> **Stored items from a collection**
[Start of section]
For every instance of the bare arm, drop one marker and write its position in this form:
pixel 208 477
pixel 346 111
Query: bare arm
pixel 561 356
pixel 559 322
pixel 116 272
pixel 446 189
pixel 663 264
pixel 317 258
[End of section]
> **Work order**
Pull out each record as written and restate it exactly.

> **Result**
For every instance of the bare arm, drop one marker and write its position in this form:
pixel 208 477
pixel 346 111
Query: bare arm
pixel 561 356
pixel 559 322
pixel 116 272
pixel 446 189
pixel 663 264
pixel 317 258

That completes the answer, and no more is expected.